### [TEXT PROVIDED]
================
Tuesday, June 21, 2016

The Slog Ahead

We are tramping into battle with backpacks full of bricks - if not cinder blocks.

If Hillary Clinton is to win in the general election, she has to out-Sanders Bernie Sanders. Pick Elizabeth Warren for Vice President - or perhaps Bernie Sanders, as almost two thirds of Democrats think she should, according to the latest Reuters poll. This isn't a threat, it's a fact: You need to energize the base. 

This goes beyond unity or "healing the party." Here in Kentucky, there was no lefty or progressive animosity toward Jack Conway or Alison Lundergan Grimes - but no enthusiasm either. They were just boring, garden variety Kentucky Democrats. And that lack of enthusiasm is always fatal to a campaign.

Yes, they lost in an off-year election with dismal voter turn out. But a contest between two broadly unpopular candidates like Hillary Clinton and Donald Trump is certain to depress turn out too. And, of course, both Trump and Clinton will appeal to fear - fear of immigrants on one side and fear of Trump on the other - thereby driving down voter turn out even more. I'm not totally opposed to negativity, but if you don't give people something to vote for as well as something to vote against, many will stay home. Fear and guilt trips wear thin after a bit. Of course, low voter turnout always advantages conservatives who paradoxically always vote despite their eternal contempt for democracy.
================
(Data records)

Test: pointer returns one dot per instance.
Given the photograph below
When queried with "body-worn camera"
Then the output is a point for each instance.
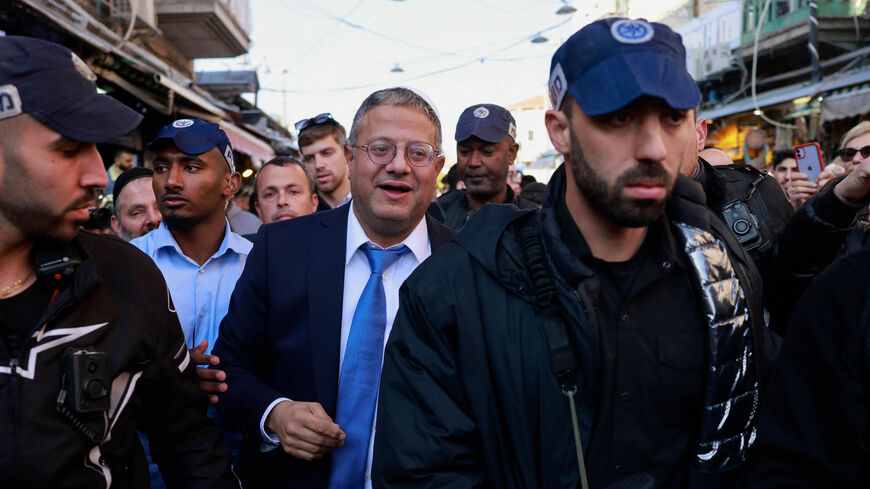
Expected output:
(88, 380)
(742, 224)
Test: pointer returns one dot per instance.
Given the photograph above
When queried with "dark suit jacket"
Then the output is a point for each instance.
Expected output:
(281, 336)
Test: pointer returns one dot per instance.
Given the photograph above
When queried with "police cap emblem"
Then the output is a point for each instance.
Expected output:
(632, 31)
(83, 68)
(182, 123)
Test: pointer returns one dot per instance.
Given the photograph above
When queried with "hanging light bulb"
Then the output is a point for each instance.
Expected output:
(566, 9)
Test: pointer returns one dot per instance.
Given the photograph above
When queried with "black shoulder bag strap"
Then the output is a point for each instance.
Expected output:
(563, 358)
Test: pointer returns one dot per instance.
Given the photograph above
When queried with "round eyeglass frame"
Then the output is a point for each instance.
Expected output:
(432, 153)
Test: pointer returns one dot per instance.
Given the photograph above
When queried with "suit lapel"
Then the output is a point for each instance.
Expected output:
(325, 294)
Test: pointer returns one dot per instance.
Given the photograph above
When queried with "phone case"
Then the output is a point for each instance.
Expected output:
(809, 160)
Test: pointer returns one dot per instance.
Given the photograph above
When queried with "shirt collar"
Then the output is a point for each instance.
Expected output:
(232, 242)
(417, 241)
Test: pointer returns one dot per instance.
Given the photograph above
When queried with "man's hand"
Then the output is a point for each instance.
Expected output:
(855, 187)
(800, 189)
(211, 381)
(304, 428)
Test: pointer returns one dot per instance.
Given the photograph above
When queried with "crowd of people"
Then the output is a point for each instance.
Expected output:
(654, 317)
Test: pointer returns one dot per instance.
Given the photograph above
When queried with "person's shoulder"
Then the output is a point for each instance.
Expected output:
(848, 272)
(491, 220)
(116, 258)
(302, 229)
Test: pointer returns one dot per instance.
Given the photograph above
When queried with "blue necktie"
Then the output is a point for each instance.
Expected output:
(361, 373)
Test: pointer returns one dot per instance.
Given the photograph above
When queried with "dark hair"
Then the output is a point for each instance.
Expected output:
(314, 133)
(283, 161)
(452, 178)
(781, 155)
(400, 96)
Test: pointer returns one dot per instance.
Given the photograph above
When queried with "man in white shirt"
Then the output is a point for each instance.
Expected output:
(304, 335)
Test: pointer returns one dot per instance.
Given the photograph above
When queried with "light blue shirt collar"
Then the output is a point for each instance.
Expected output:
(162, 238)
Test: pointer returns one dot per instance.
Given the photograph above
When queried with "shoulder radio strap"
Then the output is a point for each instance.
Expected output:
(563, 358)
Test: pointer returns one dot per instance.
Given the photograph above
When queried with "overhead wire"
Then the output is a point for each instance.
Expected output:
(434, 72)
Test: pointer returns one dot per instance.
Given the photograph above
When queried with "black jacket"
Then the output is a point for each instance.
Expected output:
(814, 424)
(116, 301)
(792, 247)
(456, 210)
(468, 398)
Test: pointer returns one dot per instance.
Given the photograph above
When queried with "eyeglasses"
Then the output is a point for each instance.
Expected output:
(847, 154)
(323, 118)
(383, 152)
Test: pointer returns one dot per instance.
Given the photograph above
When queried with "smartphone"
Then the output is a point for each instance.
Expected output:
(809, 160)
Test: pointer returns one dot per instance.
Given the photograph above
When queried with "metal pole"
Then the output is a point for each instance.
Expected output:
(812, 44)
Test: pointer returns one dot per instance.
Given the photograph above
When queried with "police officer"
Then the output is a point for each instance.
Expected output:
(486, 148)
(615, 334)
(91, 348)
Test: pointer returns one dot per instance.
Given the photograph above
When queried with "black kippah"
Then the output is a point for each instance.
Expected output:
(127, 177)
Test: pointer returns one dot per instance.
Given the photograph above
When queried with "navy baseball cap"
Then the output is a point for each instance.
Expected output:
(195, 137)
(611, 62)
(486, 121)
(54, 86)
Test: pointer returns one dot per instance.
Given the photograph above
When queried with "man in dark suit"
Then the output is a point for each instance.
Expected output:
(303, 339)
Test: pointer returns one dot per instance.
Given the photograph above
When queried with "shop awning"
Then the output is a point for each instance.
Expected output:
(785, 94)
(244, 142)
(846, 102)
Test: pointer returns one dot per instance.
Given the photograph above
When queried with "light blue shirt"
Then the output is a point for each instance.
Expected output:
(201, 294)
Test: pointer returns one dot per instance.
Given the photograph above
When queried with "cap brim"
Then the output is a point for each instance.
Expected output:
(482, 130)
(619, 80)
(94, 119)
(189, 142)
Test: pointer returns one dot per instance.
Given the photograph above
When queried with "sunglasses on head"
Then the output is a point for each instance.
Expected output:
(324, 118)
(847, 154)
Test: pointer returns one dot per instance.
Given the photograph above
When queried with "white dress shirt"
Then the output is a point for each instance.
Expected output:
(356, 274)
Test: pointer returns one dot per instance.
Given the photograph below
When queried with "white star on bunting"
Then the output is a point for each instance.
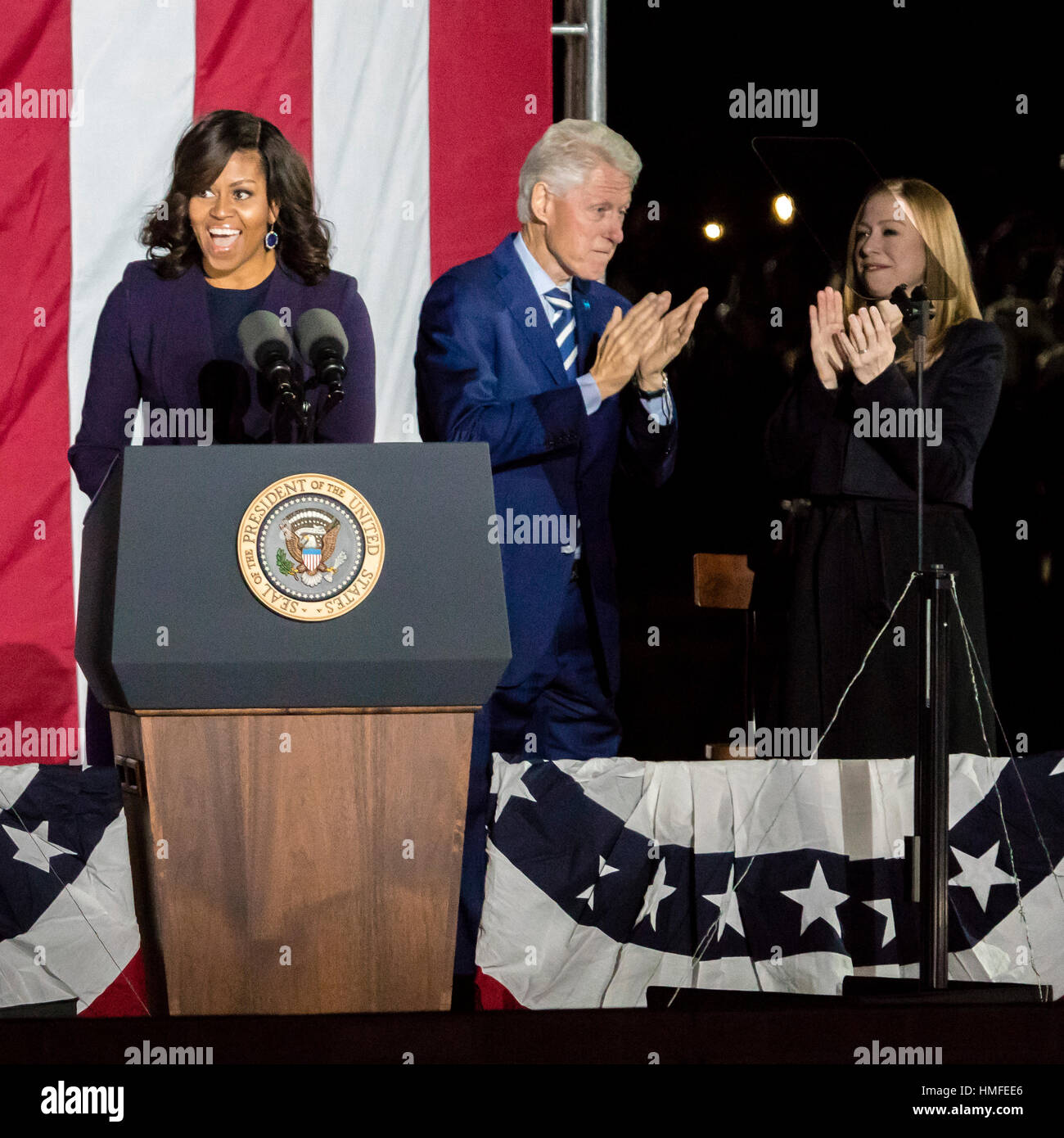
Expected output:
(34, 848)
(588, 893)
(728, 905)
(817, 901)
(980, 873)
(656, 892)
(512, 785)
(885, 907)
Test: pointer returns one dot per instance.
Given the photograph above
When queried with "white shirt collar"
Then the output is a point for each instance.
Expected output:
(539, 277)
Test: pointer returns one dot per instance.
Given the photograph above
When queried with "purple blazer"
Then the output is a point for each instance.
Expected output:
(154, 341)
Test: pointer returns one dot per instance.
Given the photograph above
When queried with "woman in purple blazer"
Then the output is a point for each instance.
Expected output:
(237, 233)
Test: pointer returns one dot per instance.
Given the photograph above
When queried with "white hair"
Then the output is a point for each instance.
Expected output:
(567, 154)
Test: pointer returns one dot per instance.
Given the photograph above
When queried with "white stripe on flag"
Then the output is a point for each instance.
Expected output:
(371, 169)
(137, 66)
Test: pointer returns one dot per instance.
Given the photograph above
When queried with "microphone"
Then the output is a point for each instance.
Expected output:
(323, 345)
(268, 349)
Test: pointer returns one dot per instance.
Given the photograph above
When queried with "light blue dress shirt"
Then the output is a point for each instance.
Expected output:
(659, 408)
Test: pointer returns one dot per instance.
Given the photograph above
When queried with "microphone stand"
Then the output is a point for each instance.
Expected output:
(927, 851)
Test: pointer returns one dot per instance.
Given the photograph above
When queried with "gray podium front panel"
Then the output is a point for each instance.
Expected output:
(169, 562)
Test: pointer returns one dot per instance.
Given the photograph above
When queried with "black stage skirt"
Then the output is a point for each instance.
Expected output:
(854, 558)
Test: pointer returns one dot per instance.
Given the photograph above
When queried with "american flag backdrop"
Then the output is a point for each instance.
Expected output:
(414, 117)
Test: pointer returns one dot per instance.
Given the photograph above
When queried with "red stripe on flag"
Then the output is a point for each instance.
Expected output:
(37, 676)
(489, 67)
(490, 996)
(257, 57)
(125, 995)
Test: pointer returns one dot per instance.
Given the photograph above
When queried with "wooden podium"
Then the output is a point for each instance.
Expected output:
(296, 858)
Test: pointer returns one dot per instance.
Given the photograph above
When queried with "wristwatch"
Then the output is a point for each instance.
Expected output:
(650, 395)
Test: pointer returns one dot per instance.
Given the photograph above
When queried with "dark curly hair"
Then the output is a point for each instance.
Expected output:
(201, 155)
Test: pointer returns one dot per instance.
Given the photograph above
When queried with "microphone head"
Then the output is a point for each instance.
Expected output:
(318, 324)
(262, 328)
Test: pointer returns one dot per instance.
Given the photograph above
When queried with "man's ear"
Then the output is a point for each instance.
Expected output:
(539, 201)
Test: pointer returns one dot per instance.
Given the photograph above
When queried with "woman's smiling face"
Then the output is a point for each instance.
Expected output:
(230, 221)
(888, 250)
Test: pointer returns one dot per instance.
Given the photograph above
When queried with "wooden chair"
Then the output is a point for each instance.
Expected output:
(724, 580)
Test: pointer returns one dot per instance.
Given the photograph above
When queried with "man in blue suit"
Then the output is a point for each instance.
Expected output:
(563, 379)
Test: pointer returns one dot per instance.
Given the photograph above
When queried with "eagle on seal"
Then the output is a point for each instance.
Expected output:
(296, 543)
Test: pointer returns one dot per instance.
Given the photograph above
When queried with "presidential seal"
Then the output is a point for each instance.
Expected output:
(311, 548)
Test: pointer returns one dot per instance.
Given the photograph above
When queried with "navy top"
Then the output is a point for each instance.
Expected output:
(174, 344)
(228, 306)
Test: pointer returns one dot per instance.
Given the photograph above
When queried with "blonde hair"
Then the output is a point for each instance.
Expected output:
(947, 277)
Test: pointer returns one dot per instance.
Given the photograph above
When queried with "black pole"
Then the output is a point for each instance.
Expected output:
(931, 814)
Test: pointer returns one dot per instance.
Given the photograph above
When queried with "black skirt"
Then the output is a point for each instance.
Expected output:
(854, 558)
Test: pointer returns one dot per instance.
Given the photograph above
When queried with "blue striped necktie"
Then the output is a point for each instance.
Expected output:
(563, 326)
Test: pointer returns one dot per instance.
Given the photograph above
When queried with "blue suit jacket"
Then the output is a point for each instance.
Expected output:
(489, 371)
(154, 339)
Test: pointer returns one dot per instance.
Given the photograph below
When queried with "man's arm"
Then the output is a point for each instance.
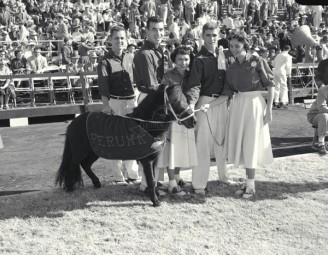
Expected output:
(193, 86)
(104, 72)
(64, 55)
(322, 100)
(145, 74)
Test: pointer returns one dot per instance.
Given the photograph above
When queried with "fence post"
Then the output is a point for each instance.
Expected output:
(290, 91)
(84, 92)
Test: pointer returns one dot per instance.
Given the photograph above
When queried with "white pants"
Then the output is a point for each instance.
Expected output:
(321, 122)
(281, 90)
(164, 11)
(209, 128)
(127, 168)
(159, 175)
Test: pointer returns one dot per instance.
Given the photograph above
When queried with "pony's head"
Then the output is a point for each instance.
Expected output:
(165, 104)
(178, 107)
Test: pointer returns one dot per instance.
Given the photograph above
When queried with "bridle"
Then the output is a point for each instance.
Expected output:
(177, 116)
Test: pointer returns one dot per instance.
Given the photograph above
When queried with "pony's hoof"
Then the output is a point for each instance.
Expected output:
(69, 189)
(156, 203)
(97, 185)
================
### [INSTRUCTIONS]
a) Output the passage of the blog post that starts with "Yes, they lost" and goes on through "contempt for democracy.", copied word for word.
b) Count the lines in the records that contain the string "white", and give only the number.

### [REPLIES]
a)
Yes, they lost in an off-year election with dismal voter turn out. But a contest between two broadly unpopular candidates like Hillary Clinton and Donald Trump is certain to depress turn out too. And, of course, both Trump and Clinton will appeal to fear - fear of immigrants on one side and fear of Trump on the other - thereby driving down voter turn out even more. I'm not totally opposed to negativity, but if you don't give people something to vote for as well as something to vote against, many will stay home. Fear and guilt trips wear thin after a bit. Of course, low voter turnout always advantages conservatives who paradoxically always vote despite their eternal contempt for democracy.

b) 7